§ AVAILABLE DATA:
● ● ●
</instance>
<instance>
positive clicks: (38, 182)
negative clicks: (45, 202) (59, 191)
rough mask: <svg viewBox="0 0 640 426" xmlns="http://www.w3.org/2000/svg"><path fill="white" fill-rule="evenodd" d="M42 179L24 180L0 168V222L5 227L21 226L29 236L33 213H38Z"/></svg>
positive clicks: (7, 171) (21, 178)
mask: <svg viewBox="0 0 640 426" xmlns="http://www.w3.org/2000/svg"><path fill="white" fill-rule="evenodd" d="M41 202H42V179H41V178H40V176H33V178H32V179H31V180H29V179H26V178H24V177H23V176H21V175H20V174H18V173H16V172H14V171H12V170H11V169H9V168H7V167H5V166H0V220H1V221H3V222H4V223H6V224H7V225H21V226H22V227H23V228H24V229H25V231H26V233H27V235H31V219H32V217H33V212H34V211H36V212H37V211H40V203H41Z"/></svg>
● ● ●
§ EXERCISE OBJECTIVE:
Copy every entry above line for line, keeping each character unchanged.

§ SOLUTION TO THIS TASK:
</instance>
<instance>
positive clicks: (38, 182)
negative clicks: (45, 202) (59, 191)
rough mask: <svg viewBox="0 0 640 426" xmlns="http://www.w3.org/2000/svg"><path fill="white" fill-rule="evenodd" d="M42 179L24 180L0 168V222L5 227L21 226L29 236L33 213H38Z"/></svg>
positive clicks: (7, 171) (21, 178)
mask: <svg viewBox="0 0 640 426" xmlns="http://www.w3.org/2000/svg"><path fill="white" fill-rule="evenodd" d="M41 202H42V179H41V178H40V176H33V178H32V179H31V180H29V179H26V178H24V177H23V176H21V175H20V174H18V173H16V172H14V171H12V170H11V169H9V168H7V167H5V166H0V220H1V221H3V222H4V223H6V224H7V225H21V226H22V227H23V228H24V229H25V231H26V233H27V235H31V219H32V217H33V212H34V211H36V212H37V211H40V203H41Z"/></svg>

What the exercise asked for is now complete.